What this task involves -> From paragraph 5.2 of the passage on lead tokens below, list every area named as a place where lead tokens turn up.

Quoted text ->
+ + +

3.3. Almost all crude lead is round although, like the 17th century series, exceptions exist; I have one square and one heart-shaped, in the 300 pieces of my sample.


4.1. Dated pieces are scarce but not excessively so; I would estimate that about 7-8% of the pieces in the main series carry them. A high proportion of these are retrograde and/or so crude as not always to be instantly recognisable, but what is surprising is the date itself. Whilst one would expect, from the crudity, these pieces to be very early, perhaps late mediaeval or Elizabethan, almost all are from the 18th century. Early, and even mid, 19th century pieces are not unknown.

4.2. So, what of their use? The mode of employment of hop tokens has been discussed elsewhere; the tallying of bushels, or perhaps the scoring of where a picker left at the one session so he, and his supervisor, knew where he started at the beginning of the next. Perhaps such devices were used elsewhere in agriculture. Does the frequency of anchor depictions indicate a maritime use, such as ferry tokens? Were the simplest just gaming counters, or even part of the game itself?. Perhaps all of these conjectures are right; we may never know. However, beyond these, the perennial problem which cursed much of the 17th, 18th and early 19th centuries: the need, not adequately met by many governments of the period, for small units of coin.

4.3. Let us say that an average labourer earned at one stage around 1s per day, a figure not untypical of the early 1800s. The lowest coin of the realm was a farthing, i.e. approx. 0.35% of the weekly salary, or 0.007% of annual salary. Translate this to the present day and suppose that you are earning £25k, as many are. 0.007% of that is a little less than £2. Would you fancy trying to conduct your day-to-day business with nothing other than our two pound coins or larger? No wonder the populace felt a need to set to and make their own small change. It would appear also, from the number of worn Dutch duits and half-duits being dug up in East Anglia, that they also imported it from the Continent.


5.1. So little is written either on or about lead tokens that one of the first prerequisites must be to ask the provenance of any that come one's way. Often there is no information to be had, but where there is, preserve it.

5.2. The largest supplies of lead tokens seem to be in the extreme south-east, and Romney Marsh in particular. It is known that smugglers had secret ways through the Marsh unknown to the excisemen, and thereby enjoyed greater success than they would otherwise; however, whether that has any relation to lead tokens I do not know. There are also a fair number in southern East Anglia, and in the Bucks/Oxon area. I did wonder whether their use was a predominantly south-eastern practice, but then discovered that detectorists in Nottinghamshire and Co.Durham were digging them up in reasonable quantity. It would seem that not many come from too far west, but I remain to be corrected. One of the problems, I guess, is that the series has never been taken seriously and the find statistics not gathered; also, that it is only due to the advent of the metal detector that so many more of these often miniscule and seemingly insignificant pieces are now being found than formerly.

+ + +

Dataset ->

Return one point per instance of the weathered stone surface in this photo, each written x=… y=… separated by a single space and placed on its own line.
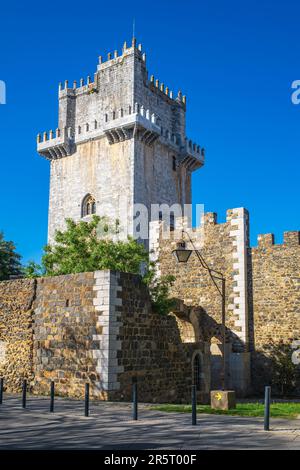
x=222 y=399
x=275 y=308
x=51 y=330
x=16 y=333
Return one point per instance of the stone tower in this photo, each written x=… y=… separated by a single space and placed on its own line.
x=120 y=141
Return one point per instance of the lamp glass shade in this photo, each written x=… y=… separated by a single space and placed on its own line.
x=182 y=255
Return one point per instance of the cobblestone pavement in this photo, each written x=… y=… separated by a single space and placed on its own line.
x=110 y=426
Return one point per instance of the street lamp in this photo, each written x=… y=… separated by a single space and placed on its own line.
x=182 y=255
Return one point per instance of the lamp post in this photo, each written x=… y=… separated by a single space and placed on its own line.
x=182 y=255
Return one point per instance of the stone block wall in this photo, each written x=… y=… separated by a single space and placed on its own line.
x=275 y=292
x=64 y=327
x=97 y=328
x=224 y=248
x=152 y=348
x=16 y=332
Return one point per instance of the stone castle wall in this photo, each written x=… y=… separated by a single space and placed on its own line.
x=275 y=292
x=16 y=332
x=97 y=328
x=121 y=138
x=223 y=247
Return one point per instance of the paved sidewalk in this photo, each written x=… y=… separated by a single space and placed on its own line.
x=110 y=427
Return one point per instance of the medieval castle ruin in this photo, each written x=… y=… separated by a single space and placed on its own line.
x=121 y=142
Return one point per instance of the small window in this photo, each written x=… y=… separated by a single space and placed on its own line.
x=88 y=206
x=174 y=163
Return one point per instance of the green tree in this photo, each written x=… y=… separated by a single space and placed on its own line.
x=9 y=260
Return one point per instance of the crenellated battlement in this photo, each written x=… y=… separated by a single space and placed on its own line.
x=291 y=238
x=91 y=86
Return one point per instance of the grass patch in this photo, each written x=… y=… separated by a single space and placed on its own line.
x=278 y=410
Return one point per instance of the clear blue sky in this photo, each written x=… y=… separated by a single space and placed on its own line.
x=235 y=60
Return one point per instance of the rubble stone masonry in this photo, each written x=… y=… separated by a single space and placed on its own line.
x=275 y=290
x=97 y=328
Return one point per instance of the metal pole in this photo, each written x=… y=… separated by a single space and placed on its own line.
x=134 y=401
x=52 y=397
x=1 y=389
x=86 y=399
x=267 y=408
x=224 y=381
x=24 y=389
x=194 y=405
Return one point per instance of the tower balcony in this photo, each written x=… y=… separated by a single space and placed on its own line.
x=140 y=124
x=55 y=145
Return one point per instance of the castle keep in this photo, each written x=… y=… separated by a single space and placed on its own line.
x=121 y=141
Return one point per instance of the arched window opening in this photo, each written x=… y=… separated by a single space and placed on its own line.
x=88 y=206
x=197 y=371
x=174 y=164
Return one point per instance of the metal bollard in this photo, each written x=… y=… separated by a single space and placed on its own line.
x=52 y=397
x=86 y=400
x=24 y=389
x=194 y=405
x=134 y=401
x=267 y=408
x=1 y=389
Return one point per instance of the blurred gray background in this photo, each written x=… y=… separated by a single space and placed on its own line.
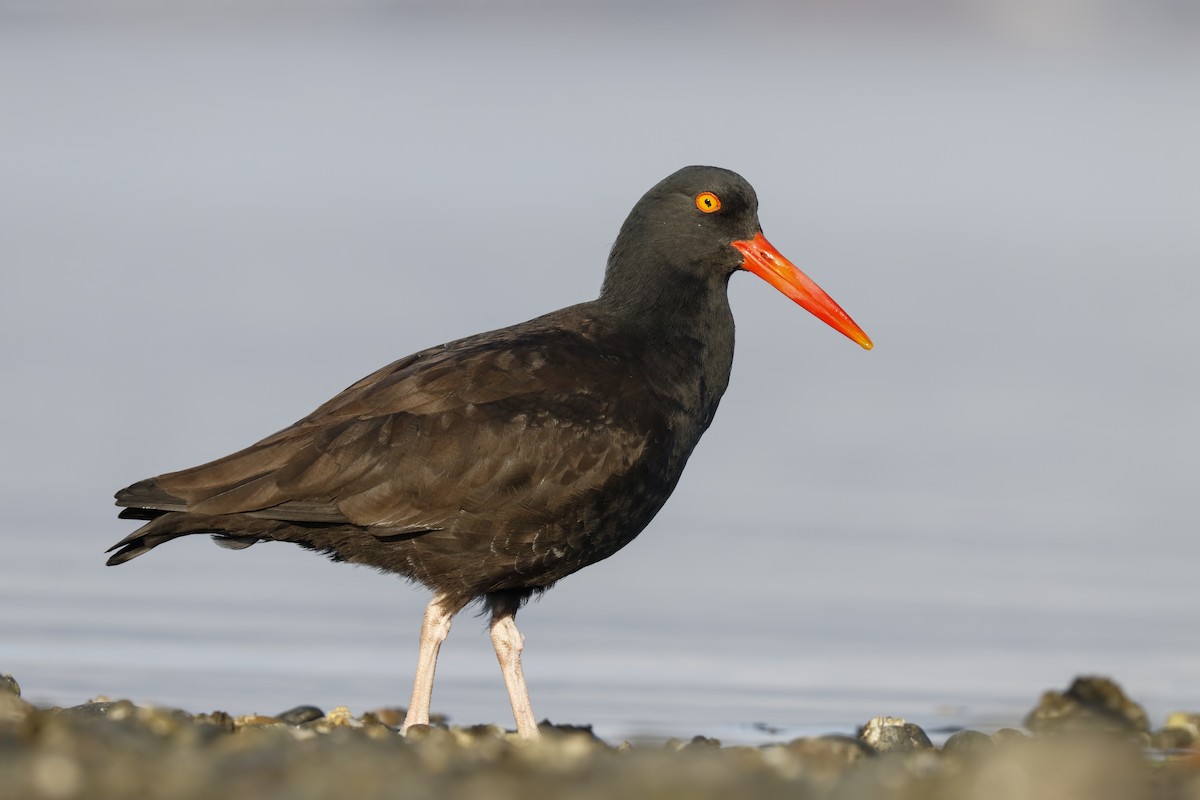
x=216 y=215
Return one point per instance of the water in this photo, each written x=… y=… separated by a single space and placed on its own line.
x=213 y=221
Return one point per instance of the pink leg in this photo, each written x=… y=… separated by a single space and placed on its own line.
x=433 y=632
x=508 y=642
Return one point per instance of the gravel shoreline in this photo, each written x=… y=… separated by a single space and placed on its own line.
x=1089 y=741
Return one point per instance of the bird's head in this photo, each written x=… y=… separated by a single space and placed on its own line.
x=701 y=224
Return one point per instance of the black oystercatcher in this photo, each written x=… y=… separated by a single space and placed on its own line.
x=492 y=467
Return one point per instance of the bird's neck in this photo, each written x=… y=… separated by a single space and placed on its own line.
x=687 y=326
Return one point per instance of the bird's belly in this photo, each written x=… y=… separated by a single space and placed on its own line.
x=528 y=551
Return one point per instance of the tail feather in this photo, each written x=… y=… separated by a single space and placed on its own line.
x=153 y=534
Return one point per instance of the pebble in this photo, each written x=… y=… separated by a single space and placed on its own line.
x=1090 y=704
x=108 y=749
x=892 y=734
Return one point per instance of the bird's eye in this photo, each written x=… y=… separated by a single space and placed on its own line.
x=707 y=202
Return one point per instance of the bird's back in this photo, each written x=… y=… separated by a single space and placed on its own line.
x=503 y=461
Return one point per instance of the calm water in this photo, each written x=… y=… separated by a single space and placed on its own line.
x=213 y=222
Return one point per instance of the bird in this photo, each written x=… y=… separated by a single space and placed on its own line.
x=489 y=468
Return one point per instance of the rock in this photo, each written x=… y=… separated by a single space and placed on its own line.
x=1187 y=721
x=1091 y=704
x=893 y=734
x=300 y=714
x=1171 y=739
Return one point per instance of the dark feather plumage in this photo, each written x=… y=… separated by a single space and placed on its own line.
x=495 y=465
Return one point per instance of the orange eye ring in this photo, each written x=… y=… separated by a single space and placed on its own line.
x=707 y=202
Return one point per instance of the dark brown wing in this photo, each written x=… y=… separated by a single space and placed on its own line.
x=489 y=427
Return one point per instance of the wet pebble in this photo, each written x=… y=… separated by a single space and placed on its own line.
x=1090 y=704
x=891 y=734
x=300 y=714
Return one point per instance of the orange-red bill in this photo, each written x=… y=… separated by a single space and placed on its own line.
x=769 y=264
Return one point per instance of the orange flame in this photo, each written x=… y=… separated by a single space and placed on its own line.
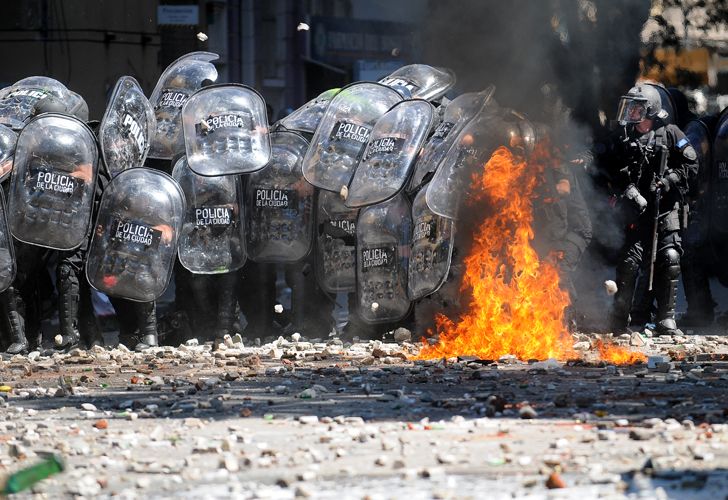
x=517 y=306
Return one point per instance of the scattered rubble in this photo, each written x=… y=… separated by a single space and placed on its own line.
x=305 y=418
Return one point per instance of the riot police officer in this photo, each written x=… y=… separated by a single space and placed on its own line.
x=651 y=164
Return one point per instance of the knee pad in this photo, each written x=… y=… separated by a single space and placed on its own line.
x=64 y=271
x=668 y=259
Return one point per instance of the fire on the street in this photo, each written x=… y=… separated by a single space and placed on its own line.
x=517 y=305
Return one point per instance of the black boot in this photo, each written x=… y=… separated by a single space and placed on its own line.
x=89 y=326
x=643 y=309
x=226 y=307
x=16 y=322
x=68 y=300
x=666 y=292
x=146 y=315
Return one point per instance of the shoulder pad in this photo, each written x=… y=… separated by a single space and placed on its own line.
x=689 y=152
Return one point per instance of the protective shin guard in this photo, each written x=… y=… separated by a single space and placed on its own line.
x=68 y=301
x=146 y=314
x=88 y=325
x=668 y=273
x=16 y=322
x=225 y=307
x=626 y=279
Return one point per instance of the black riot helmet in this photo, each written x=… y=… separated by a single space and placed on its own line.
x=641 y=102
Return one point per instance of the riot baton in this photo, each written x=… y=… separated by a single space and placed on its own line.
x=655 y=222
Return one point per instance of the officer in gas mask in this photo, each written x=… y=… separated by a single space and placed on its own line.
x=650 y=164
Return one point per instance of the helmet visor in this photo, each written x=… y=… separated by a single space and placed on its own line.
x=631 y=110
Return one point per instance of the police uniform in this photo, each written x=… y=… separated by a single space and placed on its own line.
x=636 y=172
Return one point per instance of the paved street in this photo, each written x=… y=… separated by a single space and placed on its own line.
x=332 y=420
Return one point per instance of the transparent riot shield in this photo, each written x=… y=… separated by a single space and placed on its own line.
x=306 y=118
x=457 y=114
x=383 y=235
x=280 y=204
x=17 y=102
x=719 y=190
x=213 y=237
x=335 y=244
x=226 y=130
x=423 y=81
x=343 y=133
x=432 y=246
x=135 y=240
x=472 y=149
x=76 y=105
x=390 y=153
x=8 y=140
x=127 y=126
x=179 y=81
x=7 y=252
x=53 y=182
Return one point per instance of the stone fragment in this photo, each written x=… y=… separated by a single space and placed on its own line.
x=555 y=481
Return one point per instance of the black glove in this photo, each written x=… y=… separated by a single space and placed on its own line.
x=632 y=193
x=668 y=180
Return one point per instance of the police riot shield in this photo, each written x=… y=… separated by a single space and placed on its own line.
x=383 y=233
x=134 y=243
x=213 y=237
x=335 y=260
x=280 y=204
x=226 y=130
x=423 y=81
x=8 y=140
x=306 y=118
x=53 y=182
x=18 y=102
x=343 y=133
x=179 y=81
x=126 y=128
x=472 y=149
x=7 y=252
x=457 y=114
x=432 y=246
x=393 y=145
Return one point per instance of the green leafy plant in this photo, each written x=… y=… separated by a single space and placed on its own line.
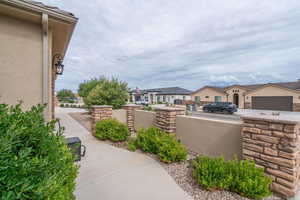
x=148 y=108
x=238 y=176
x=35 y=162
x=108 y=92
x=156 y=141
x=131 y=146
x=112 y=129
x=66 y=96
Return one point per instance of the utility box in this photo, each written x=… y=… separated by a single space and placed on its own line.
x=74 y=144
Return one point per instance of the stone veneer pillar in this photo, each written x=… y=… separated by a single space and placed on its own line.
x=99 y=113
x=273 y=142
x=130 y=108
x=165 y=118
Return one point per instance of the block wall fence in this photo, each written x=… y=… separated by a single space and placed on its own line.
x=272 y=142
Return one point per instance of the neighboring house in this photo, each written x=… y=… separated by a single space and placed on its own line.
x=33 y=42
x=270 y=96
x=161 y=95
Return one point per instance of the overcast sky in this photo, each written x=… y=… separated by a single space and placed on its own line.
x=186 y=43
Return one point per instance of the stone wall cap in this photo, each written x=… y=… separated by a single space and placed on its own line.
x=101 y=106
x=169 y=109
x=132 y=105
x=281 y=118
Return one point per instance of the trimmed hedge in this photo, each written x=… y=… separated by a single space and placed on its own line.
x=112 y=129
x=35 y=163
x=156 y=141
x=241 y=177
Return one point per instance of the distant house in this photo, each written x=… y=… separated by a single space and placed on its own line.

+ + +

Task response ->
- The extreme south-east
- Romney Marsh
- Southern East Anglia
- The Bucks/Oxon area
- Nottinghamshire
- Co. Durham